### Required action
Please reproduce, exactly and with nothing added, the lines of the material below that run from the one containing "Phrase: grassy field" to the end.

### Given entries
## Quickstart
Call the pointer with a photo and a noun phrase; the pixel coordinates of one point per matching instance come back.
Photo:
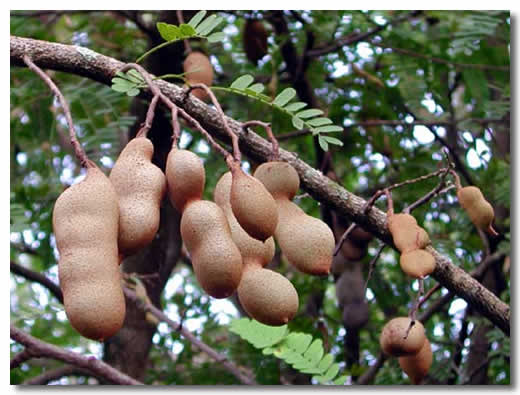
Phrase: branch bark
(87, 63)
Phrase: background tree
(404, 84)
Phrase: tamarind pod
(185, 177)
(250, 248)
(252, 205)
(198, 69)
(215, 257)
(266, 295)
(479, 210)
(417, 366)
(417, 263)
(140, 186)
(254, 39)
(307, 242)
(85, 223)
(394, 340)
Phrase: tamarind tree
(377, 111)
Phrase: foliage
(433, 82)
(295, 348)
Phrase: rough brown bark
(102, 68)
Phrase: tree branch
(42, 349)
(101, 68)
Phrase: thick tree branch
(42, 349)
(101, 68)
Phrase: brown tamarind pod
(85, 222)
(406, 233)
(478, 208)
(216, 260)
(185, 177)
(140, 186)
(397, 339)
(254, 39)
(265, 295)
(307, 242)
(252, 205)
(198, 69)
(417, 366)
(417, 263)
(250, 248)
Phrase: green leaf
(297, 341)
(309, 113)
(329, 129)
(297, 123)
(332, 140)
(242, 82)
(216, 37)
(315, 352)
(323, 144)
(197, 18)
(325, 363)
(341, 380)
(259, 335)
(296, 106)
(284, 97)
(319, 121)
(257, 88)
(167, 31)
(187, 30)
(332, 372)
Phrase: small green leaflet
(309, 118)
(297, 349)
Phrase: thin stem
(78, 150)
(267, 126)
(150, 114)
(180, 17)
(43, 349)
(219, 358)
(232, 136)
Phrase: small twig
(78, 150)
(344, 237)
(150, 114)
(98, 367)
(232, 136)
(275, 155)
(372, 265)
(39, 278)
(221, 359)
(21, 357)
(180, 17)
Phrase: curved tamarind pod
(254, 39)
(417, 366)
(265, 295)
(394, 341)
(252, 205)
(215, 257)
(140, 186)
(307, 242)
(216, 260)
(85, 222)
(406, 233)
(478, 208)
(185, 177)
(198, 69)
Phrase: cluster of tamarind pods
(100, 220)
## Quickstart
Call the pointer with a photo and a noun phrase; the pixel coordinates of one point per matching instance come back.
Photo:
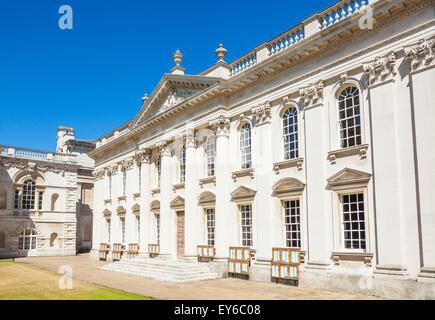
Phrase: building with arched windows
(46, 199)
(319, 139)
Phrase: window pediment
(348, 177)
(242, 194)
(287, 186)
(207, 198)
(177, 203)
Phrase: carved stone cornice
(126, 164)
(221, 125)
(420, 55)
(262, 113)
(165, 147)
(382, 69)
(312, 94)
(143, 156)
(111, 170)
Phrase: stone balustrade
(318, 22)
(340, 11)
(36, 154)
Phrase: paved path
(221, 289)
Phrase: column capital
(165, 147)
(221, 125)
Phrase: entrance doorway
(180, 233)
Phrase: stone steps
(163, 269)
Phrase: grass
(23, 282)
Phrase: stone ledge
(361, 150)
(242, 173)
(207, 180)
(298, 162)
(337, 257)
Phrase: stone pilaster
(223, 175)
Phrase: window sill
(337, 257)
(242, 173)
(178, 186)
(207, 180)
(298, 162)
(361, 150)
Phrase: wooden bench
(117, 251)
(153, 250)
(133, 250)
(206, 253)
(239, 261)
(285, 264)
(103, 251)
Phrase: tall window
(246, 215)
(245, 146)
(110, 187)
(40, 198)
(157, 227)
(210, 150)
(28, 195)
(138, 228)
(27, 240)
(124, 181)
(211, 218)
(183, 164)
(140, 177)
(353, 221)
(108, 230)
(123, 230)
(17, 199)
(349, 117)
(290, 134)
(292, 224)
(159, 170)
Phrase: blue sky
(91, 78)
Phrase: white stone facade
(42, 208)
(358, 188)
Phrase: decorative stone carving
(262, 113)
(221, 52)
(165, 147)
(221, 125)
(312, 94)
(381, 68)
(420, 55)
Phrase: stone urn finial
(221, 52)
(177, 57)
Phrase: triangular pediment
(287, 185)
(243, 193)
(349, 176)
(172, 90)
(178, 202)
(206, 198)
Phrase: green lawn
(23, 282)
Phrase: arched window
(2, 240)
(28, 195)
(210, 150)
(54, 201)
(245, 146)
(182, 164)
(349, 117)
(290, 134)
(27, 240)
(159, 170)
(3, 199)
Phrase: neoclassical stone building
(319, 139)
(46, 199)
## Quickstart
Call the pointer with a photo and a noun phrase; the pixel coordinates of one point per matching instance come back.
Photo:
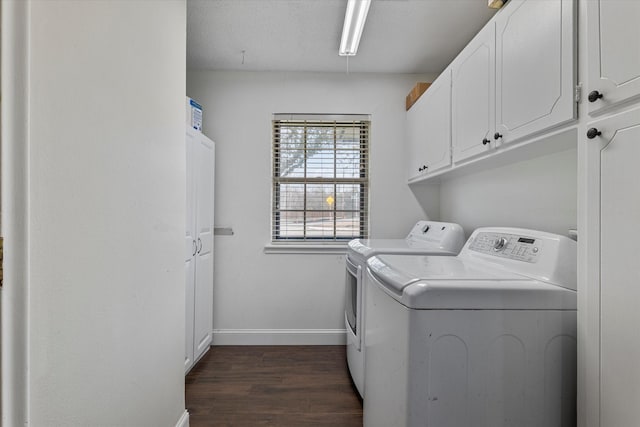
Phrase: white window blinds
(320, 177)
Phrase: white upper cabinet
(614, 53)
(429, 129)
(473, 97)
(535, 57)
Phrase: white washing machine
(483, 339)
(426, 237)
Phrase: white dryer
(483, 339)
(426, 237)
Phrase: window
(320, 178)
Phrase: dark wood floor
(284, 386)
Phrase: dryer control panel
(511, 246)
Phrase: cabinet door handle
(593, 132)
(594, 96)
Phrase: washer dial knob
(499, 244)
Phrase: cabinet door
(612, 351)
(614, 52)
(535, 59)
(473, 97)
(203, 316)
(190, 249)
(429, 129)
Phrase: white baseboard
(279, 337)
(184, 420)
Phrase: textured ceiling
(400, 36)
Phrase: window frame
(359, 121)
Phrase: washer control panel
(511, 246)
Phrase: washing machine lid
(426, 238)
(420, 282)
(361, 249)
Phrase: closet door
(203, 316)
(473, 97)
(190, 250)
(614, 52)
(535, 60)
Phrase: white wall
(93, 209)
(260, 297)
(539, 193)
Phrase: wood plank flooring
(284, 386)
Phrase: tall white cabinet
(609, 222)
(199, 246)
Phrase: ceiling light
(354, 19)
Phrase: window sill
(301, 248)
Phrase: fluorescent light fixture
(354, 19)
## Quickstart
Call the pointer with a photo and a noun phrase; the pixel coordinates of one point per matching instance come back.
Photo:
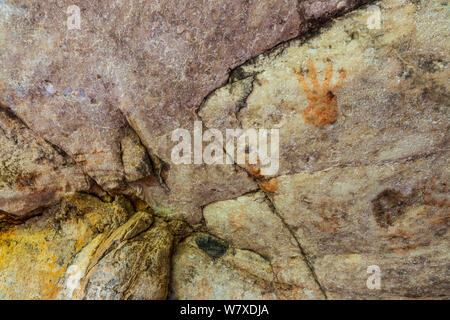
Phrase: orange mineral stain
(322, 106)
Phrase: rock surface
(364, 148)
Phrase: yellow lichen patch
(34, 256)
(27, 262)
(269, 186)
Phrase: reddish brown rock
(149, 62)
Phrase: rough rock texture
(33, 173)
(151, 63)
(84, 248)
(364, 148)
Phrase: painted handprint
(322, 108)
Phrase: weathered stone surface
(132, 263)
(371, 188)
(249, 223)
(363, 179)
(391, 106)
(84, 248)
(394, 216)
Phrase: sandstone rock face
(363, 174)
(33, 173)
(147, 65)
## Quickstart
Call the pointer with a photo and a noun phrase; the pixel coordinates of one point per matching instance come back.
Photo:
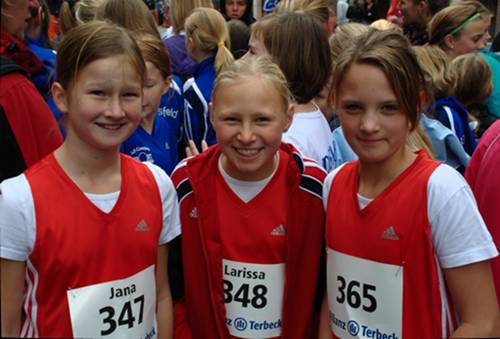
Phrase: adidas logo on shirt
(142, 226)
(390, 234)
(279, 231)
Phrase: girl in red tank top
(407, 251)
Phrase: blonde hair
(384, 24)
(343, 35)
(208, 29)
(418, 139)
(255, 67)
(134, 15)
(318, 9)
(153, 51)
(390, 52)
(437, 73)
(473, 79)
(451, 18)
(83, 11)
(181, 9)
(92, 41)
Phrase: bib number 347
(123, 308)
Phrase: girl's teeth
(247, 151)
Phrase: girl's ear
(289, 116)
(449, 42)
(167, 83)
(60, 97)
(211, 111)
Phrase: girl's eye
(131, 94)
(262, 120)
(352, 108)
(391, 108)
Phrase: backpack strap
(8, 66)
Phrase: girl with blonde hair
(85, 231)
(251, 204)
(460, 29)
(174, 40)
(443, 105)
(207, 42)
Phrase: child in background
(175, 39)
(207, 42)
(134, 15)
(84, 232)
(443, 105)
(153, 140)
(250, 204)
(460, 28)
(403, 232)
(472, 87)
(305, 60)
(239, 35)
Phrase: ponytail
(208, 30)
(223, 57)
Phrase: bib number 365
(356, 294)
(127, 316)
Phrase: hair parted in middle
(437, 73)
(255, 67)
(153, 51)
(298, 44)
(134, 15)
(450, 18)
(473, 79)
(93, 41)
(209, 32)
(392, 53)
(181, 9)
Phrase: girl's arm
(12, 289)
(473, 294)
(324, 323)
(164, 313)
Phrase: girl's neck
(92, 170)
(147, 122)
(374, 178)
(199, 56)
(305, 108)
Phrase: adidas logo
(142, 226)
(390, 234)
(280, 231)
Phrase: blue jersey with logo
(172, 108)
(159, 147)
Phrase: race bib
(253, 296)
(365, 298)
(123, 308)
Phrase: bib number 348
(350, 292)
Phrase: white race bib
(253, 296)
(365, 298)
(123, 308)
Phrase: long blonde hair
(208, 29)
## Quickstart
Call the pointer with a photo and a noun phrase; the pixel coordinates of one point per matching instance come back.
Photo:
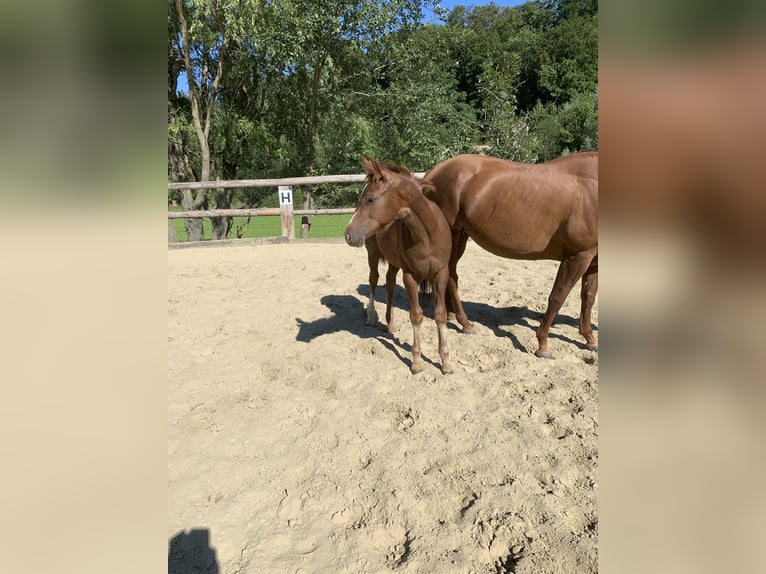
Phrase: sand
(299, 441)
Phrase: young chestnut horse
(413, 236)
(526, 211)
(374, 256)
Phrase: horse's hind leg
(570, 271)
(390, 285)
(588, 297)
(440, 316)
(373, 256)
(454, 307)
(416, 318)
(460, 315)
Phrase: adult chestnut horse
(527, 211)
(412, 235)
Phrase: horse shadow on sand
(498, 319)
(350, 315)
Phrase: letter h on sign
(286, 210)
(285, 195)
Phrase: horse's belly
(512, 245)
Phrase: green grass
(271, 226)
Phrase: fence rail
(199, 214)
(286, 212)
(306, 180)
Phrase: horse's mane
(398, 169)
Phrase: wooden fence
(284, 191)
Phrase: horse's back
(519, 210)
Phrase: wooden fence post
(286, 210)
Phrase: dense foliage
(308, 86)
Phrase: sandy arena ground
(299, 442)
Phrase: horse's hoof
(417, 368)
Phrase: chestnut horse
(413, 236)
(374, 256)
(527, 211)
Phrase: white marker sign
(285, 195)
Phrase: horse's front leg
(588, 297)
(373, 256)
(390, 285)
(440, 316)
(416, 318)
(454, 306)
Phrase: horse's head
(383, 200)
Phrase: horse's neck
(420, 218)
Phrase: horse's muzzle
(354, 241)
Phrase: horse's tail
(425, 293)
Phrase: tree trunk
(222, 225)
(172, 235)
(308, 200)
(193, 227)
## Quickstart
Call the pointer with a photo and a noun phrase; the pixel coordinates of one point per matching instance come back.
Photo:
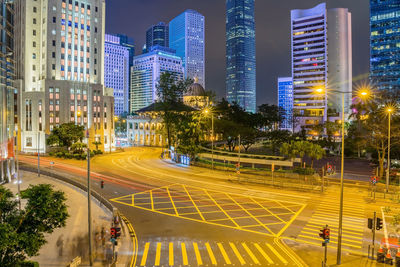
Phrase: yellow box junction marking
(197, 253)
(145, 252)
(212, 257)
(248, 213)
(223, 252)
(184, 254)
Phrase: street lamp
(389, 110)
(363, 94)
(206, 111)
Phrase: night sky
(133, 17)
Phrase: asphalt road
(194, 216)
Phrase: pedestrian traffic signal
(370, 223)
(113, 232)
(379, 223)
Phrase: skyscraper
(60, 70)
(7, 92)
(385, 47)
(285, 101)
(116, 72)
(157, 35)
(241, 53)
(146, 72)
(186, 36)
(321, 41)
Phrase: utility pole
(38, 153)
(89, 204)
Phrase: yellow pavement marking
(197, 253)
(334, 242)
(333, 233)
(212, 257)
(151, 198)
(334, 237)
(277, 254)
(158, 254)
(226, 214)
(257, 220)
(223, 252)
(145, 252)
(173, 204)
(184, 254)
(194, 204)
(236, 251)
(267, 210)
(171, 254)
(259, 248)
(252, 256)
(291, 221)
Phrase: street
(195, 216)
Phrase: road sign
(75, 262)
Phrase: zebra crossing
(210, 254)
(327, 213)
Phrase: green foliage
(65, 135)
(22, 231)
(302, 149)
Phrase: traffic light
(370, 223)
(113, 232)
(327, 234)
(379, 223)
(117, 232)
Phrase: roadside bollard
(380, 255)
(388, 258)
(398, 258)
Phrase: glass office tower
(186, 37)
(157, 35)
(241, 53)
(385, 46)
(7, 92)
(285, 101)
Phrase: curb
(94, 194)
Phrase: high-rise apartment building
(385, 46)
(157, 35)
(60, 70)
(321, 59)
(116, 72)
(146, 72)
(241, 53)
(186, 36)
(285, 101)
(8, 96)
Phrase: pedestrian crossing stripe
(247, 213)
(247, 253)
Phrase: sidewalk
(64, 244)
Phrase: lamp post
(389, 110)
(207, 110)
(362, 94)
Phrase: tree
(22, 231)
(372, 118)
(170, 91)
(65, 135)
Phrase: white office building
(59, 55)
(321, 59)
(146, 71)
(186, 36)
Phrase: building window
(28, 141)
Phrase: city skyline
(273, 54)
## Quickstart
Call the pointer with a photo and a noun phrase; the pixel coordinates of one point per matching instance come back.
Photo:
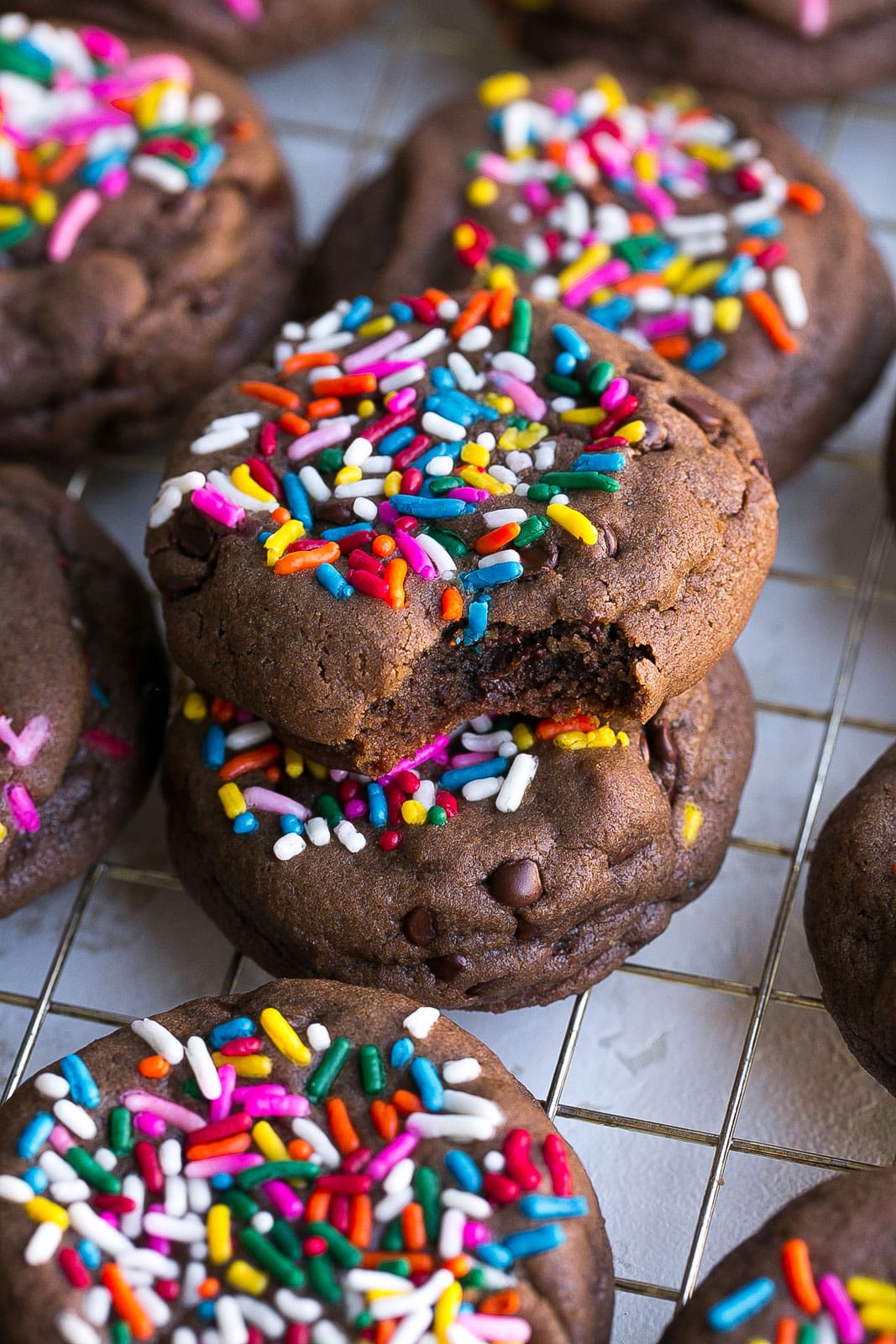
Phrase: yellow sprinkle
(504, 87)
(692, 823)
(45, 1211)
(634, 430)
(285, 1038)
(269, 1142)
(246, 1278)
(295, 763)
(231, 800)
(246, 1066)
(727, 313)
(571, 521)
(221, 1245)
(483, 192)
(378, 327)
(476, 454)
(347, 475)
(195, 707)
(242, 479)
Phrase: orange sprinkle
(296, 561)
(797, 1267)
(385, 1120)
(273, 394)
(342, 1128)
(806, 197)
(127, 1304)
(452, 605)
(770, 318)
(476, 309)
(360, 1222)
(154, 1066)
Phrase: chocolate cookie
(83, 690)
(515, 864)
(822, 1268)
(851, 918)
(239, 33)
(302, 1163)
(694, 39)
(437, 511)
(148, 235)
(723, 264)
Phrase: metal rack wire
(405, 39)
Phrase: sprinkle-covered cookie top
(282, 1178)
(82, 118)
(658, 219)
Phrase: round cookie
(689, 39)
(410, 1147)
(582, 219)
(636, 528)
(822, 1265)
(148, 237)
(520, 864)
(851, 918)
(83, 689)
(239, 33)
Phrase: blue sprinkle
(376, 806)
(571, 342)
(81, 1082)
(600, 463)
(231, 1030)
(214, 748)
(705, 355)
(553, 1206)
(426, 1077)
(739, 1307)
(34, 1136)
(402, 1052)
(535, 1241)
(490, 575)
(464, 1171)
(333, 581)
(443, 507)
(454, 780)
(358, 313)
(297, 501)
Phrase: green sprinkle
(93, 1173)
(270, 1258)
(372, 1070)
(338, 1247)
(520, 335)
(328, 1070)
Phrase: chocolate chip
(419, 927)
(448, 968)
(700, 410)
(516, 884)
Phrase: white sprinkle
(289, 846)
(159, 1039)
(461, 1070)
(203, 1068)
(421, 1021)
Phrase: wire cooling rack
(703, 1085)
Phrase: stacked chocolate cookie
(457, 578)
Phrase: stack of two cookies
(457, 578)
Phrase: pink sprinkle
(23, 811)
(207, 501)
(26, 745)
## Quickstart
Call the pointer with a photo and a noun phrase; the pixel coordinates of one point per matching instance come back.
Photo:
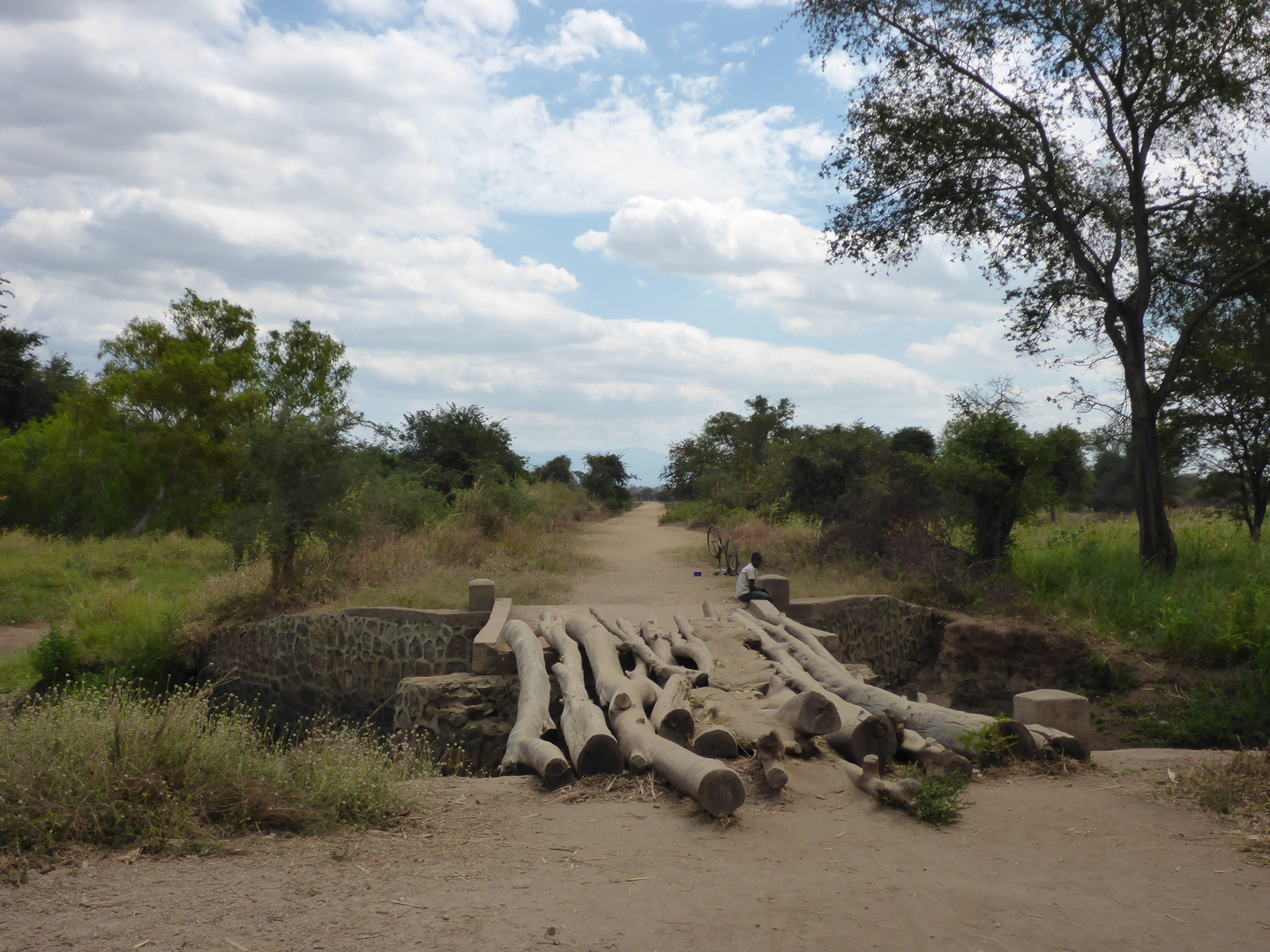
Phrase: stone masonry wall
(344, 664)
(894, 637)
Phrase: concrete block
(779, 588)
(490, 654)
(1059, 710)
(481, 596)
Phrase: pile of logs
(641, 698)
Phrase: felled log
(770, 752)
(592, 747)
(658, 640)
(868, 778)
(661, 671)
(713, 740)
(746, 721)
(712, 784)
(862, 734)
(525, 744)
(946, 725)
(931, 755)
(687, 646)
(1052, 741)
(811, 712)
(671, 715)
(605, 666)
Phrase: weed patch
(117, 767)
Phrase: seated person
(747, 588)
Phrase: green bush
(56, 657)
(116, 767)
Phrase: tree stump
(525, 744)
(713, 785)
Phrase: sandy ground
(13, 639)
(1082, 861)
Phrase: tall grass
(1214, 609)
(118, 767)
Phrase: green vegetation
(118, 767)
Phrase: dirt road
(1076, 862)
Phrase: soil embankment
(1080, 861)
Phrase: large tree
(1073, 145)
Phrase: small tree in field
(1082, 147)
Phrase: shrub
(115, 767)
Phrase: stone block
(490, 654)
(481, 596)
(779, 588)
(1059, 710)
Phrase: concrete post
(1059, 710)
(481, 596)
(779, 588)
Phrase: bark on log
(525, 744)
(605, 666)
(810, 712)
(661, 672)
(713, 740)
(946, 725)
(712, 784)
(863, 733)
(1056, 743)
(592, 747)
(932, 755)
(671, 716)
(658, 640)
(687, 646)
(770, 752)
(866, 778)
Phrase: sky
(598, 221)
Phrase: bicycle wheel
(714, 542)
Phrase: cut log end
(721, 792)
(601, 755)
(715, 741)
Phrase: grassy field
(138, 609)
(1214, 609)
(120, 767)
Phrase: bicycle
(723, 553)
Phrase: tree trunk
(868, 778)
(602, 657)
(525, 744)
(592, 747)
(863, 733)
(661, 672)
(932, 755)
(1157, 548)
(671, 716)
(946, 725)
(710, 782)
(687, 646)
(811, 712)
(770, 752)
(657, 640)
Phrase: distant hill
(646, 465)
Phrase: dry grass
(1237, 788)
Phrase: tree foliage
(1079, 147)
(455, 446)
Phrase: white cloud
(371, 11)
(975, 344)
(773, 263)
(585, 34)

### Written answer
Phrase: grassy field
(138, 609)
(1214, 609)
(120, 767)
Phrase: bicycle
(723, 553)
Phrase: tree trunk
(868, 778)
(602, 657)
(525, 744)
(592, 747)
(863, 733)
(661, 672)
(932, 755)
(1157, 548)
(671, 716)
(946, 725)
(710, 782)
(687, 646)
(811, 712)
(770, 752)
(657, 640)
Phrase: distant hill
(646, 465)
Phrase: dry grass
(1237, 788)
Phrase: tree foliage
(1079, 147)
(455, 446)
Phrase: white cloud
(371, 11)
(975, 344)
(773, 263)
(585, 34)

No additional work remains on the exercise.